▸ **Supplied material**

%%

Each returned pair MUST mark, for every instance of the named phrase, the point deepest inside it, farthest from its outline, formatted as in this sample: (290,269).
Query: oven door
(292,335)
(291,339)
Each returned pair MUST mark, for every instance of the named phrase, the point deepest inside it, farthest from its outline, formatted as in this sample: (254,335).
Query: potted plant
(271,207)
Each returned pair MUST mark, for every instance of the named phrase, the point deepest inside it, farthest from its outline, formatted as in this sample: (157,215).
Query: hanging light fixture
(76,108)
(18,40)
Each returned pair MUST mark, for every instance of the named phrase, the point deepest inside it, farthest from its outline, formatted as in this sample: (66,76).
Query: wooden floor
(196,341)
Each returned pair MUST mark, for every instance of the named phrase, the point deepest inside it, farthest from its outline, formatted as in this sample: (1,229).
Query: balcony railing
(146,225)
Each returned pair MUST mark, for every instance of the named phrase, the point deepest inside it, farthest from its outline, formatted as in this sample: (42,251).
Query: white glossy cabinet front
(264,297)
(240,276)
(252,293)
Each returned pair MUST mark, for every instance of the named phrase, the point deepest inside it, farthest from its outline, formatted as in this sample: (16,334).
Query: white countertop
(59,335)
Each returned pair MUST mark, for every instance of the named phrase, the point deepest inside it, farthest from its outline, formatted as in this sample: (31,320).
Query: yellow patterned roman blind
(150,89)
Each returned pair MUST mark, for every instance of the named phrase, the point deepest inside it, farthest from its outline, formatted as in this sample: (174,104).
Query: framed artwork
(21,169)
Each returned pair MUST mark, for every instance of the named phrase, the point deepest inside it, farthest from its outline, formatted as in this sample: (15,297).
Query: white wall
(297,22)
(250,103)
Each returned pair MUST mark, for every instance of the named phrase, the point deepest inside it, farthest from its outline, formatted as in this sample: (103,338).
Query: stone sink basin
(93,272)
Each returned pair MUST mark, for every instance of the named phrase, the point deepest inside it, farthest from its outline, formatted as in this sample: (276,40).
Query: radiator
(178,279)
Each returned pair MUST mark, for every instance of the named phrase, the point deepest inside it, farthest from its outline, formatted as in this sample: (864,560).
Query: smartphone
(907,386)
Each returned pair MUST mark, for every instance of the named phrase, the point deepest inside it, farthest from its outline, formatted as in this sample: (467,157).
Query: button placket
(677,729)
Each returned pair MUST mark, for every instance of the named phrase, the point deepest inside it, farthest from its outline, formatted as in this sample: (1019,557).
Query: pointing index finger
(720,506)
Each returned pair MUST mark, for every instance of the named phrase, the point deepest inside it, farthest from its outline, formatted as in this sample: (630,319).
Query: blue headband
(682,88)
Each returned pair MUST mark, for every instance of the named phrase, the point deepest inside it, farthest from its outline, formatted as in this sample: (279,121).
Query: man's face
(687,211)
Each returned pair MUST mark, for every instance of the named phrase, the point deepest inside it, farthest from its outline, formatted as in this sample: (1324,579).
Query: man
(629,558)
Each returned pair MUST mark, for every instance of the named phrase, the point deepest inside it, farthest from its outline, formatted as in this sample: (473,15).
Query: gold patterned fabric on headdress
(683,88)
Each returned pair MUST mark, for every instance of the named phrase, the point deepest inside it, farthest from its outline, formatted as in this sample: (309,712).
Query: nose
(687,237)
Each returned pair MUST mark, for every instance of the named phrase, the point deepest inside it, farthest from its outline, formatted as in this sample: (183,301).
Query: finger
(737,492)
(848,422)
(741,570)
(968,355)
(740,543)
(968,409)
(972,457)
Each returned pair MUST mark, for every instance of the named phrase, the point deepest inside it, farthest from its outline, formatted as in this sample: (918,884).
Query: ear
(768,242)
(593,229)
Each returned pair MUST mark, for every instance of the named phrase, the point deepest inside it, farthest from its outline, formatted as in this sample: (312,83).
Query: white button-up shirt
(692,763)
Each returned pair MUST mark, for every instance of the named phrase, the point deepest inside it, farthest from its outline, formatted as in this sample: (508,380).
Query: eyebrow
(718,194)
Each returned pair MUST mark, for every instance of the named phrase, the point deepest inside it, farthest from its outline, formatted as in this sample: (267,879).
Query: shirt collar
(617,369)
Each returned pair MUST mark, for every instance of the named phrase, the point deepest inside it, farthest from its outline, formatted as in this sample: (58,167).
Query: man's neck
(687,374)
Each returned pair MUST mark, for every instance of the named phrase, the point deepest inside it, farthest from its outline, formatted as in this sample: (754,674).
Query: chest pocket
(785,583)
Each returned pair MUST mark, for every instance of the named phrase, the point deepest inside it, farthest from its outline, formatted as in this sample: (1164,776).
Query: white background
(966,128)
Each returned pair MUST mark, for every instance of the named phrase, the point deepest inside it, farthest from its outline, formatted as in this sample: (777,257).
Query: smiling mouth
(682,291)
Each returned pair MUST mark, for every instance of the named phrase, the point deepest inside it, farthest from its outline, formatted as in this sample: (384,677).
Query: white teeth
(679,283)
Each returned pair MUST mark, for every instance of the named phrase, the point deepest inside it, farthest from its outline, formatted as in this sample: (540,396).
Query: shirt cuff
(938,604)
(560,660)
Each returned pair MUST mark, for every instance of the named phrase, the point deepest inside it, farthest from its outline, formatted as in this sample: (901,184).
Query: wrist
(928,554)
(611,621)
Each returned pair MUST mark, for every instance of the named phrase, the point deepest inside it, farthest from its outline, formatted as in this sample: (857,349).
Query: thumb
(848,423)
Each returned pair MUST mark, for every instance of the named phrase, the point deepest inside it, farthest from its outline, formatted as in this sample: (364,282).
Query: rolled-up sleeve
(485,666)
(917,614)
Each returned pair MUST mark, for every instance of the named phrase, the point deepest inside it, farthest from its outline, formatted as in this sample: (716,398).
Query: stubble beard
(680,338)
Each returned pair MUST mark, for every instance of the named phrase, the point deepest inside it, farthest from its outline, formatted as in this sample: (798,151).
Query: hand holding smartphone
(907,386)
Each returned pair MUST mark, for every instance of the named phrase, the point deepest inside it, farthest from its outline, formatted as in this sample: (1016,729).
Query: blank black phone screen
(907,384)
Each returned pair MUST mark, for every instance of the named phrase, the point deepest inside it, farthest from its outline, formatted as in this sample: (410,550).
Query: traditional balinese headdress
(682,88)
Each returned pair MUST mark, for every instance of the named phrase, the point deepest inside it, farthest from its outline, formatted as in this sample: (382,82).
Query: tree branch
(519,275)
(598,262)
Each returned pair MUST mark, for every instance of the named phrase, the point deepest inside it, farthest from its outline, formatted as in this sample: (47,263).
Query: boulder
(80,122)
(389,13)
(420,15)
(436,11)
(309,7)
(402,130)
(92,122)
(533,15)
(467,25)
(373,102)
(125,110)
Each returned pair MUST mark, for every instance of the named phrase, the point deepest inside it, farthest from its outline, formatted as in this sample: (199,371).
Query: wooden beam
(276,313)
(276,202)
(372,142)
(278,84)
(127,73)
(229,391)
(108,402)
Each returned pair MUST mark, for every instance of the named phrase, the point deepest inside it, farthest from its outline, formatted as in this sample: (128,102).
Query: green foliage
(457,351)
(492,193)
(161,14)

%%

Starting from the line that contains "Query: rolled-up sleeve", transcribe each line to the end of the records above. Please add nothing.

Query: rolled-up sleeve
(485,666)
(917,614)
Each returned pair MUST mark, for every instance of the named phrase, the point deepest inside it, farthest from its outline, formatted as in this sample: (716,398).
Query: stubble beard
(680,338)
Each returned pair MUST mark, for every instance of the named phrase, the point deepest inside it, farthest from its outline, formatted as in this sample: (798,151).
Query: hand holding smartphone
(907,386)
Each returned pair MUST mark, for every instance of the named phrase, the point deepest inside it, farthest from its outline, formatted as in this sample: (1016,729).
Query: blank black phone screen
(907,384)
Each returned pair MUST mark, for every instance of the named phrase, the point deepest inside it, farthest from its outline, formatted as in this sample: (410,550).
Query: traditional balinese headdress
(682,88)
Each returned pair MUST mark, for every instance of the named phrase, the point deepest inside it, farthest from its outline, formatted as in this sample: (382,82).
Query: tree branch
(519,275)
(598,262)
Each returned pair MUST mark, for every instance of the named phrase, the point deepest inside it, farthest from its outline, formatted as in this sample: (47,263).
Query: boulder
(80,122)
(389,13)
(420,15)
(436,11)
(309,7)
(402,130)
(92,122)
(533,15)
(467,25)
(373,102)
(125,110)
Each returned pair MUST mark, for every instance of the named phrase, the point deepest inside it, farthest from its outline, formatted as in this sample: (199,371).
Query: wooden beam
(276,313)
(276,202)
(372,142)
(278,84)
(127,73)
(229,391)
(108,402)
Each returned pair MUST mark, for every instance of the named phrase, the point deepest inside it, farthest from its outline, formatted as in this sample: (128,102).
Query: green foliage
(457,351)
(492,193)
(161,14)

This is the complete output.